Available records:
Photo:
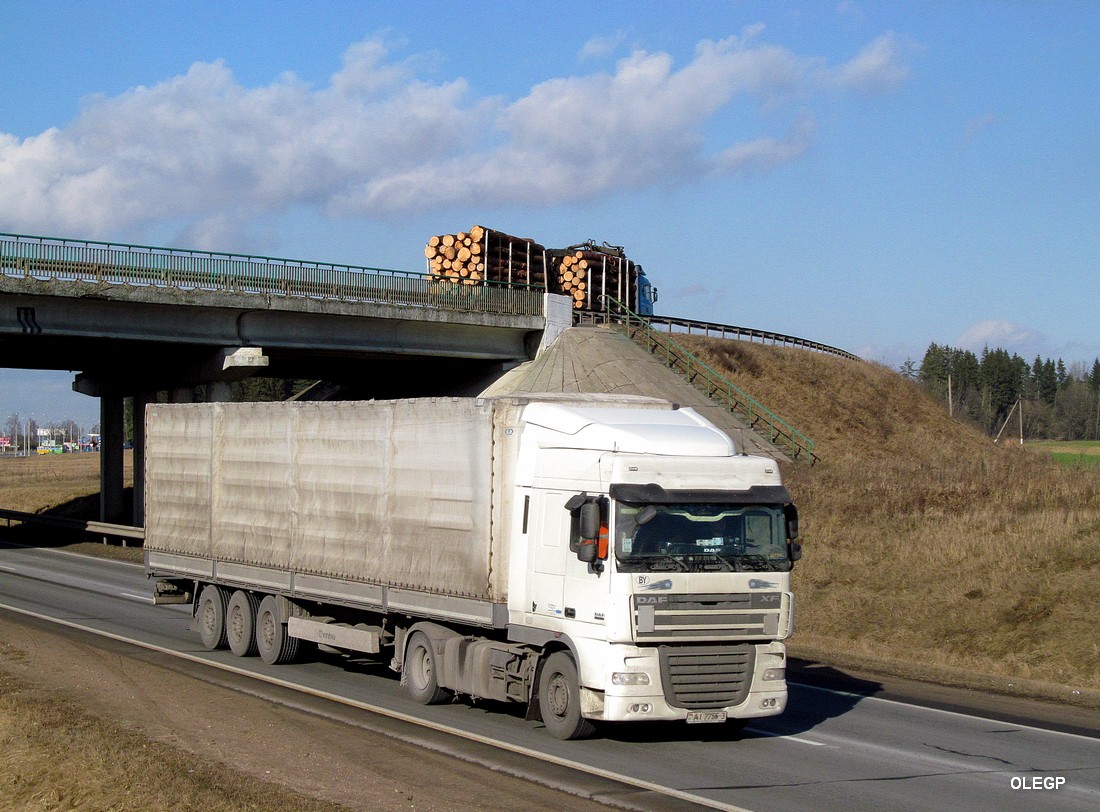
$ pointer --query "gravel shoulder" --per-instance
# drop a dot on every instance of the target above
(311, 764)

* * *

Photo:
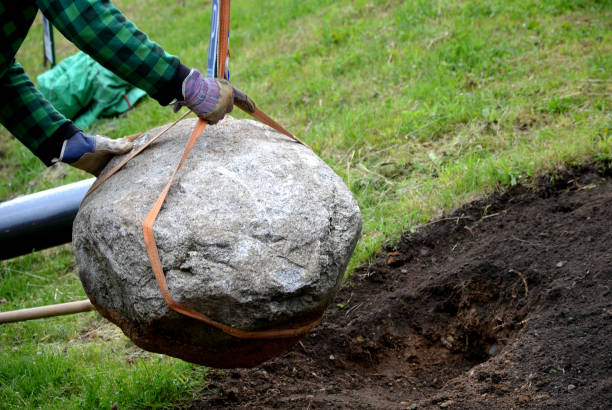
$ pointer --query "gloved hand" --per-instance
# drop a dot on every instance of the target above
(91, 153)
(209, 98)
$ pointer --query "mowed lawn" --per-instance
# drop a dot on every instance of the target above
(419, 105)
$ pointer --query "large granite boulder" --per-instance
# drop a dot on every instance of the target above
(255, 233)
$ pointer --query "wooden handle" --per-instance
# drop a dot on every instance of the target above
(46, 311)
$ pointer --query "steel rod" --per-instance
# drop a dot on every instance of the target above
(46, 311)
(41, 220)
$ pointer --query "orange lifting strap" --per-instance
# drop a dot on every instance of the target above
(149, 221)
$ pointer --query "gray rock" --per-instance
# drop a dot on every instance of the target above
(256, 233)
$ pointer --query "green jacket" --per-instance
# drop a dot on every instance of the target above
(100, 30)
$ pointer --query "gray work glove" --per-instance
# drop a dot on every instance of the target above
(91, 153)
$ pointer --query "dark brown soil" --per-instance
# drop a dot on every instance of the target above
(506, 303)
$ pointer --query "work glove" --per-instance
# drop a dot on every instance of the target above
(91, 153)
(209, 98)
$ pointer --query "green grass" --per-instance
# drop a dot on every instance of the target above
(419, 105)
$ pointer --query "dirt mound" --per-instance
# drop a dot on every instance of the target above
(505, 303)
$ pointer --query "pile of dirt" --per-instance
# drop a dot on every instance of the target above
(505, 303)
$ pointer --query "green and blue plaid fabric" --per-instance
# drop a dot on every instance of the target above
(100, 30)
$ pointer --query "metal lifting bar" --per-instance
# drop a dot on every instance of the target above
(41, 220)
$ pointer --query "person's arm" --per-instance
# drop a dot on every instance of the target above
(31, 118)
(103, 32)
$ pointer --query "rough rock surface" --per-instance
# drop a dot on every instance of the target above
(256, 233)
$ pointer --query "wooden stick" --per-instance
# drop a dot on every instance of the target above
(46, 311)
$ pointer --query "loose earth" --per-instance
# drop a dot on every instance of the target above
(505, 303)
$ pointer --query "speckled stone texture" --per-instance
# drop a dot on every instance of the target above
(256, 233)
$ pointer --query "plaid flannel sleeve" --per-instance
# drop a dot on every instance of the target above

---

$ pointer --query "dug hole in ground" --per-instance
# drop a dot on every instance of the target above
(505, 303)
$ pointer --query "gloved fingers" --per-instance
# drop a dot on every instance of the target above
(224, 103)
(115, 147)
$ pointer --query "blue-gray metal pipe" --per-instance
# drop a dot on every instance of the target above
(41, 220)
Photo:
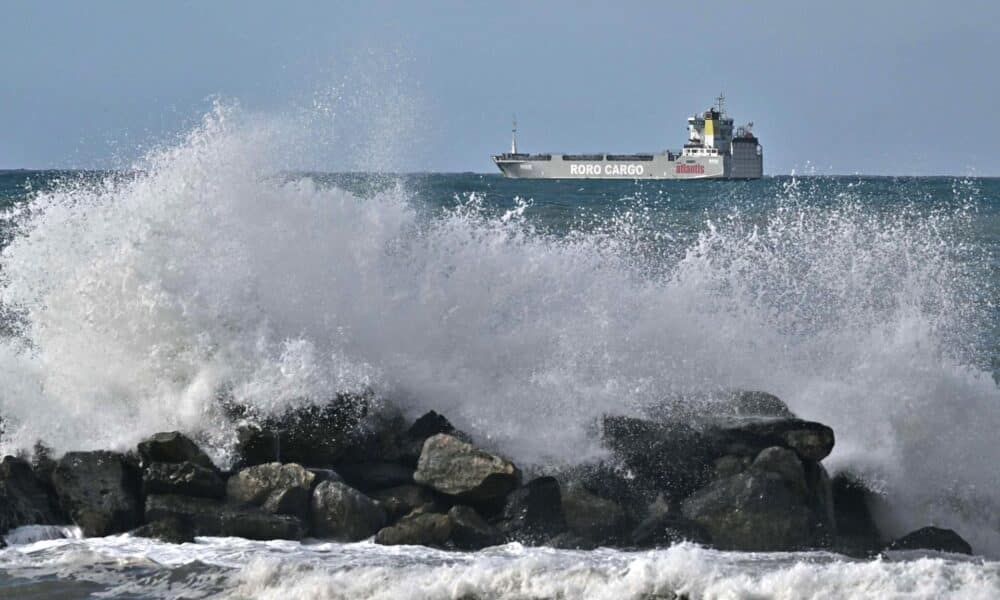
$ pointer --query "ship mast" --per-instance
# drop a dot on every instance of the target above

Short problem: Count the lines in the items above that contain the word "blue", and reply with that number alone.

Task solution: 2